**DATASET CONTENT:**
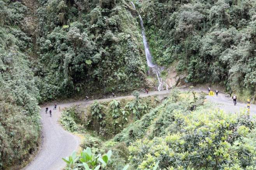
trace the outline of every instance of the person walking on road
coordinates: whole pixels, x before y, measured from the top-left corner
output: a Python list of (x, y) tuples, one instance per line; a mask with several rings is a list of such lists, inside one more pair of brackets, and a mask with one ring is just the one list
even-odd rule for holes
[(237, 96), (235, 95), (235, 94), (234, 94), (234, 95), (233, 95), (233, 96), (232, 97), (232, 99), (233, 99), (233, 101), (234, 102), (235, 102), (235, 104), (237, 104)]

==

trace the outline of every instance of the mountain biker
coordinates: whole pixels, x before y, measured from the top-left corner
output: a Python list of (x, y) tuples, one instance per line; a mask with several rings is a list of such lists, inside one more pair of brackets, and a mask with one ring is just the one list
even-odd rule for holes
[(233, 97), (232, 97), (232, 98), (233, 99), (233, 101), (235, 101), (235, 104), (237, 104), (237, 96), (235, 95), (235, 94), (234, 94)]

---

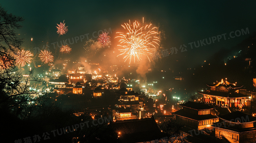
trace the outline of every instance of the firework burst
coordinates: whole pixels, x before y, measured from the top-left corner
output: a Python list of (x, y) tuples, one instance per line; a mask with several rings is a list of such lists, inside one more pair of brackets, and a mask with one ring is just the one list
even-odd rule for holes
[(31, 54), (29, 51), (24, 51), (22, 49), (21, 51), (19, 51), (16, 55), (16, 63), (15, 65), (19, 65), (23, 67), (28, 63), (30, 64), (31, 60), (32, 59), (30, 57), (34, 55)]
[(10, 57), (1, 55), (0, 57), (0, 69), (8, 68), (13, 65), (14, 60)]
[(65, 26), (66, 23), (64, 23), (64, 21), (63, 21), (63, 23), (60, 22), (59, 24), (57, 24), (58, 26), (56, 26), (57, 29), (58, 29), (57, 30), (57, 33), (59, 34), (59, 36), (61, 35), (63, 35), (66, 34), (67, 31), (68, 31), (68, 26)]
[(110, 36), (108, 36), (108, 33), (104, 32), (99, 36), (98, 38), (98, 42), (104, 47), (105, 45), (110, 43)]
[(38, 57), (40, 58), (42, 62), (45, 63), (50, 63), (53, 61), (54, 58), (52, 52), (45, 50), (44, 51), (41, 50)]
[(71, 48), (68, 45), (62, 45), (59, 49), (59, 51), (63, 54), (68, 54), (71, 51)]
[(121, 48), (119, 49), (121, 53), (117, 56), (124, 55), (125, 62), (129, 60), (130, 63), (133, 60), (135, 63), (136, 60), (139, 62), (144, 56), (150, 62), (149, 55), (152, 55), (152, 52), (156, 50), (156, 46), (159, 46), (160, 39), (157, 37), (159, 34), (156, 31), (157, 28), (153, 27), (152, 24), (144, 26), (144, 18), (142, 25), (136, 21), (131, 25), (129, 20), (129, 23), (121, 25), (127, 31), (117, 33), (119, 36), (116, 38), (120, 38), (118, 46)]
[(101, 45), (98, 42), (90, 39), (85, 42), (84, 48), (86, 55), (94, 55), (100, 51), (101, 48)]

**TO DO:** Copy out everything in the listing from the line containing "trace the outline of every instance of the firework" down to the line containing "54), (71, 51)]", including both of those lines, with no changes.

**WRITTEN SOLUTION:**
trace the outline of every instance of the firework burst
coordinates: whole pixels, x before y, measured from the top-left corner
output: a Python list of (x, y) tuples, one instance per line; a mask with several rings is a list of such lists, inside one more pair of brackets, and a mask with one ring is just the one list
even-odd rule for holes
[(31, 54), (29, 51), (24, 51), (22, 49), (21, 51), (19, 51), (16, 55), (16, 63), (15, 65), (19, 65), (23, 67), (28, 63), (30, 64), (31, 60), (32, 59), (30, 57), (34, 55)]
[(10, 57), (1, 55), (0, 57), (0, 69), (8, 68), (13, 65), (14, 60)]
[(65, 26), (66, 23), (64, 23), (64, 21), (63, 21), (63, 23), (60, 22), (59, 24), (57, 24), (58, 26), (56, 26), (57, 29), (58, 29), (57, 30), (57, 33), (59, 34), (59, 36), (61, 35), (63, 35), (66, 34), (67, 31), (68, 31), (68, 26)]
[(110, 36), (108, 36), (108, 33), (104, 32), (99, 36), (98, 38), (98, 42), (104, 47), (105, 45), (110, 43)]
[(38, 57), (40, 58), (42, 62), (45, 63), (50, 63), (53, 61), (54, 58), (52, 52), (45, 50), (44, 51), (41, 50)]
[(71, 48), (68, 45), (62, 45), (59, 49), (59, 51), (63, 54), (68, 54), (71, 51)]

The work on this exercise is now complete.